BRIEF: Beginning with the line that holds "Task: locate the grass", set down each line of the data below through the very last, exactly as given, and nothing beyond that.

##############################

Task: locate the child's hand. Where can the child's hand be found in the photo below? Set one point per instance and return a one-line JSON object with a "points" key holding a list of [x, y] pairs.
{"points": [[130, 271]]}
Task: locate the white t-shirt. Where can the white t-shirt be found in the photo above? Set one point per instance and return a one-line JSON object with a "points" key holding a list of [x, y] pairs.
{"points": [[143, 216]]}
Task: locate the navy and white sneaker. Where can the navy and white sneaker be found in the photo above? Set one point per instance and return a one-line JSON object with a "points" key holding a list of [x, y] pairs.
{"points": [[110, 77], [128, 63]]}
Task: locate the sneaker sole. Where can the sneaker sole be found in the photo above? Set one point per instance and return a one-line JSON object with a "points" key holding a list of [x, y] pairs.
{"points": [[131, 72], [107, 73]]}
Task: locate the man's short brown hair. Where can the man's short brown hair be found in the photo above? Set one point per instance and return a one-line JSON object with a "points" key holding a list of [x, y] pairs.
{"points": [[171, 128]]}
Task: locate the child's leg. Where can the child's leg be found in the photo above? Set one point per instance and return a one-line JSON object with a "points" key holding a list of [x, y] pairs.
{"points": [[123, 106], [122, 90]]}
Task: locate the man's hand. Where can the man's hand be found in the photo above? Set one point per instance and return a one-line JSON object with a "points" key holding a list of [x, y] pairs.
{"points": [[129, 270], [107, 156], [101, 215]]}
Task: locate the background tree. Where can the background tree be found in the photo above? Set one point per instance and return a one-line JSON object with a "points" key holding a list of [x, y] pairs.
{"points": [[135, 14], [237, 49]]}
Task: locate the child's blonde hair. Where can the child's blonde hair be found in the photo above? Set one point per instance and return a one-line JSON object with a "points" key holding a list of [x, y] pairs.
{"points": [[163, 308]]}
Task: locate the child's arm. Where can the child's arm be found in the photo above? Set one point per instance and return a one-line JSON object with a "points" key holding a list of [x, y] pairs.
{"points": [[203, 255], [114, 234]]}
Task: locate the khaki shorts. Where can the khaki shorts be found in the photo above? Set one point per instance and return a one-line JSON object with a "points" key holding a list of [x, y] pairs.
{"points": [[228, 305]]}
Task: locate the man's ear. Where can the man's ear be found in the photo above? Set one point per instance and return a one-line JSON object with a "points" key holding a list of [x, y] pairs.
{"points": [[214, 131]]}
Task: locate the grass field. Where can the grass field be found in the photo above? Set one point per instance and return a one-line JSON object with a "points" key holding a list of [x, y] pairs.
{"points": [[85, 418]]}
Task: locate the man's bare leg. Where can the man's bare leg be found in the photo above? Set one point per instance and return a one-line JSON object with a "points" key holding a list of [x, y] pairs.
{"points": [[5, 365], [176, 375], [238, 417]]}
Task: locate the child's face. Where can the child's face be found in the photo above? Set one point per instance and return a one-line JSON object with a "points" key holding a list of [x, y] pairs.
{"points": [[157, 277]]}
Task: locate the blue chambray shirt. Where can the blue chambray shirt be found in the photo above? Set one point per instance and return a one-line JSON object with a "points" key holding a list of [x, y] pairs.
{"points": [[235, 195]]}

##############################

OUTPUT FOR THIS EXERCISE:
Task: locate the grass field. Where can the grass field be found in the photo above? Set one point per instance and return a one-line JSON object with a "points" key holding a list of [x, y] pairs.
{"points": [[85, 418]]}
Task: locate the man's bare leg. Where can the man's bare leg be found in the photo above? Set one point per instance and return a one-line JSON object with a "points" key holding a list of [x, y] pairs.
{"points": [[5, 365], [176, 375], [238, 417]]}
Task: locate the child's face. Where can the child's face be found in the photo above? Set one point per instance and return a one-line JSON object with a "points" key holding a list of [x, y] pairs.
{"points": [[157, 277]]}
Task: locate the blue chambray shirt. Where can the blue chambray shirt be found in the photo above? Set one point per instance and return a one-line JSON object with a "points" key holding a list of [x, y] pairs.
{"points": [[235, 195]]}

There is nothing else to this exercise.